**TASK DESCRIPTION:** Retype all material exactly. Pictures stay out of the copy.

**Records from a point labeling set:**
+ + +

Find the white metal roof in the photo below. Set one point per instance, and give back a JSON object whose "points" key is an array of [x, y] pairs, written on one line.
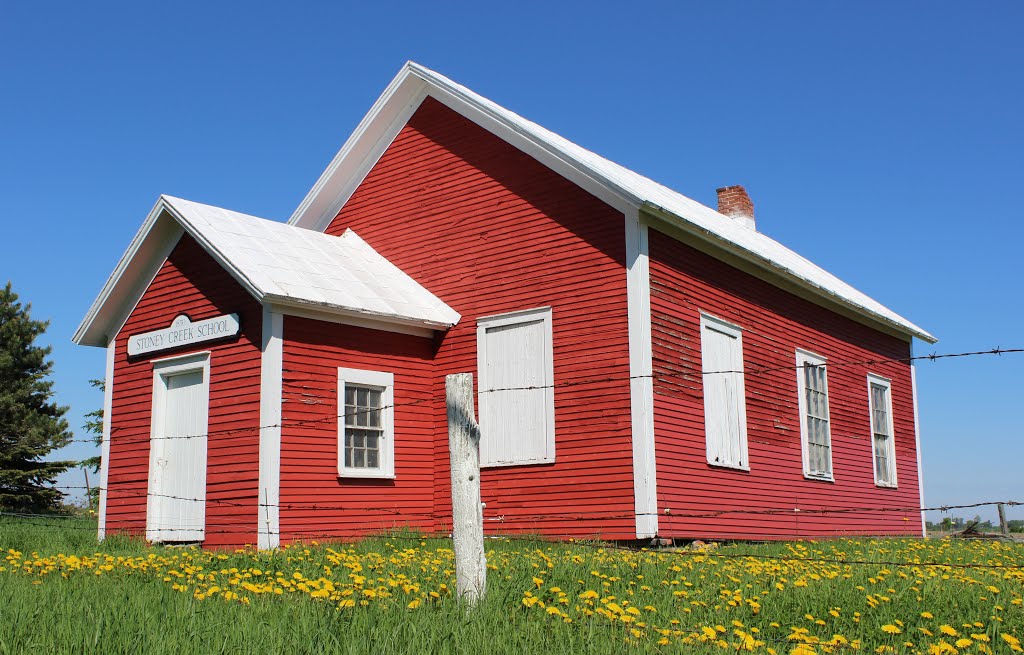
{"points": [[280, 264], [415, 82]]}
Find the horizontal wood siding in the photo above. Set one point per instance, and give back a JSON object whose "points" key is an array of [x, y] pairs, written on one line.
{"points": [[775, 323], [192, 282], [315, 503], [489, 230]]}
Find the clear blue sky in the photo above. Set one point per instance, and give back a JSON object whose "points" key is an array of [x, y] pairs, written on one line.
{"points": [[881, 139]]}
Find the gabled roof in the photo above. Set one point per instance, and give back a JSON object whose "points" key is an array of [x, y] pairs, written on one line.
{"points": [[279, 264], [609, 181]]}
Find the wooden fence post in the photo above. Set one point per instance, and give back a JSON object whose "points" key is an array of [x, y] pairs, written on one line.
{"points": [[1004, 526], [467, 513]]}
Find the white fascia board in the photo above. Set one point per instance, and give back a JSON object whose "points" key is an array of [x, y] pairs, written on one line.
{"points": [[288, 304], [270, 398], [151, 247], [94, 329], [212, 250], [352, 318], [372, 136], [572, 170], [814, 291], [641, 377]]}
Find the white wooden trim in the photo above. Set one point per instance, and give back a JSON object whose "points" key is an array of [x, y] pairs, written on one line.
{"points": [[805, 357], [731, 330], [356, 320], [600, 188], [511, 318], [873, 379], [390, 113], [162, 368], [385, 381], [270, 393], [641, 370], [359, 154], [104, 448], [916, 437]]}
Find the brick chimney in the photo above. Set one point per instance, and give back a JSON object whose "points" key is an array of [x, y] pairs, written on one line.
{"points": [[734, 203]]}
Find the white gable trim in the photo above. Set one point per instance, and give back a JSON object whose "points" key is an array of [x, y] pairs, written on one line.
{"points": [[359, 154], [641, 382], [386, 118], [611, 183], [161, 232]]}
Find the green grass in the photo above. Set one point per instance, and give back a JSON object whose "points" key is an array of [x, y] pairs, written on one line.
{"points": [[156, 600]]}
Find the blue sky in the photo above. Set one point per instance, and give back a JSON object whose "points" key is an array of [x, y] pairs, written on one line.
{"points": [[883, 140]]}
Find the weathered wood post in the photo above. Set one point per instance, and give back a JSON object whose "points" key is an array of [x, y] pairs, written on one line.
{"points": [[1004, 526], [467, 513]]}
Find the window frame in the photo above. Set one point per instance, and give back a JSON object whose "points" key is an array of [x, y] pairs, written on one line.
{"points": [[511, 318], [730, 330], [385, 382], [805, 357], [877, 380]]}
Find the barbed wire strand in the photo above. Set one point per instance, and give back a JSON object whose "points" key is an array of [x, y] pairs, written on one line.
{"points": [[564, 384]]}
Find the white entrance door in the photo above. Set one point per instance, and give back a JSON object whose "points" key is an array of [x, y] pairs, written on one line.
{"points": [[177, 455]]}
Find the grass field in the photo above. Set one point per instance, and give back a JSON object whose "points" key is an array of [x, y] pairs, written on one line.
{"points": [[61, 594]]}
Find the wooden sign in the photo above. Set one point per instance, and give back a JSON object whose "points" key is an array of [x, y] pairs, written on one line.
{"points": [[183, 333]]}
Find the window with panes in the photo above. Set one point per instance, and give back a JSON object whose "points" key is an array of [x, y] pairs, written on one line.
{"points": [[813, 382], [364, 426]]}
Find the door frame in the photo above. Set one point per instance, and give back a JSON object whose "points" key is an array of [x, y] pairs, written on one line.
{"points": [[162, 370]]}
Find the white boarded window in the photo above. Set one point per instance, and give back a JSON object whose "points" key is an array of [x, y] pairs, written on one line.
{"points": [[725, 396], [883, 446], [366, 424], [516, 395], [815, 431]]}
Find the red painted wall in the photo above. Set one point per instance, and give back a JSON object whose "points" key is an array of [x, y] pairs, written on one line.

+ + +

**WORKED ANSWER:**
Find the white metal roof in the photo below. Set one point per instance, and give back a JSON object whose "points" key is an array of [x, y] pairs, written on one line.
{"points": [[280, 264], [415, 82]]}
Find the horizontal wood siding in the photo above. Set one point per instance, and give back a JSON object whose "points" key is an array of [x, y] pairs, written on one line.
{"points": [[775, 323], [192, 282], [315, 503], [489, 230]]}
Find the clear blue sky in the photo above. Set one point per instance, and give back a JSON object whose "points" key is an array of [x, y] pairs, written on one line.
{"points": [[881, 139]]}
Find the gabled roof in the photo above. Set one point per instance, and give back a JSON object whose "points" key is an array of [x, y] pairs, written on one line.
{"points": [[279, 264], [609, 181]]}
Find the wooden fence post in the photo above. Set one point per instance, and give back a JSON object whose "points" key is an array of [x, y] pairs, written on one line.
{"points": [[1004, 526], [467, 513]]}
Find the white fascia board in the photo above. Set one point per instance, and give back a JSON object whose "points" key is an array of [x, y] pairs, written on one line.
{"points": [[288, 304], [270, 398], [151, 247], [94, 329], [212, 250], [352, 318], [372, 136], [572, 170], [814, 291], [641, 377]]}
Find the white wooden trim in the photo above. Set one point per instance, and give back a JSON object whose "points" key is an array of [x, y] pairs, written on one line.
{"points": [[805, 357], [731, 330], [356, 320], [600, 188], [511, 318], [873, 379], [390, 113], [162, 368], [385, 381], [270, 393], [641, 370], [359, 154], [104, 448], [916, 437]]}
Find the brick chimney in the photo above. Set one point per instance, and give back a JSON object whose "points" key is an array of [x, y] pairs, written on one line.
{"points": [[734, 203]]}
Find the white gable trim in the photo above. Set one point per instance, and give back a JSON object whose "points" key is an array of [x, y] pairs, written on one line.
{"points": [[359, 154], [641, 382], [386, 118], [611, 183], [161, 232]]}
Find the green grass in the photo above. Set one point per instance, and give back a JSON object whose "points" key is an array of [x, y] pairs, written on one line.
{"points": [[156, 600]]}
Find the blue sky in the photo above. Set one point per instance, and give back a JSON object whose "points" key is an array of [x, y] pairs, written on one line.
{"points": [[883, 140]]}
Find the weathered wood post in the photo above. Set one point per instance, and give back a JSON object whose "points" key is an array of [x, y] pairs, written on one line.
{"points": [[1004, 526], [467, 513]]}
Find the window frame in the photo above. Set one point per instance, and give back a JSON object whose "points" key is an array of [x, y] pairs, written on one line.
{"points": [[511, 318], [730, 330], [385, 382], [805, 357], [877, 380]]}
Find the barbed wire strand in the photo above. Set one point per instance, and give back a JSON object whose "points" key is an array of [x, y] pairs, written on one line.
{"points": [[564, 384]]}
Find the white entrance door in the photo above. Set one point per instance, and give back a JSON object whose "points" key is an array of [x, y] pairs, written on one line.
{"points": [[177, 455]]}
Find the grass field in the photo above. Set one point per instance, and give back a JSON object whose "points" key is an array of [x, y] pairs, written on one line.
{"points": [[61, 594]]}
Find the wooden sign in the photo above. Set one point per instance, and give back a JSON object whose "points" key is an array of [x, y] pairs, written on one line.
{"points": [[183, 333]]}
Find the window with panes in the photo above. Set one point per instance, and give back a JSON object whose "points" key is an array of [x, y] pairs, written on one line.
{"points": [[813, 382], [364, 426]]}
Find the door frame in the photo above. Set one point per instance, and give back a JSON object whose "points" key is an array of [x, y] pairs, written on one line.
{"points": [[162, 370]]}
Find the white boarded window in the photo above. Set one point per instance, and give back a JSON object whose "points" key is an array of [x, y] pairs, written on one line.
{"points": [[725, 396], [883, 446], [366, 424], [516, 395], [815, 431]]}
Find the red painted wall in the photo above. Set one point per instance, and give back a JSON object whose "points" key is an array of [x, y] pairs, written on one line.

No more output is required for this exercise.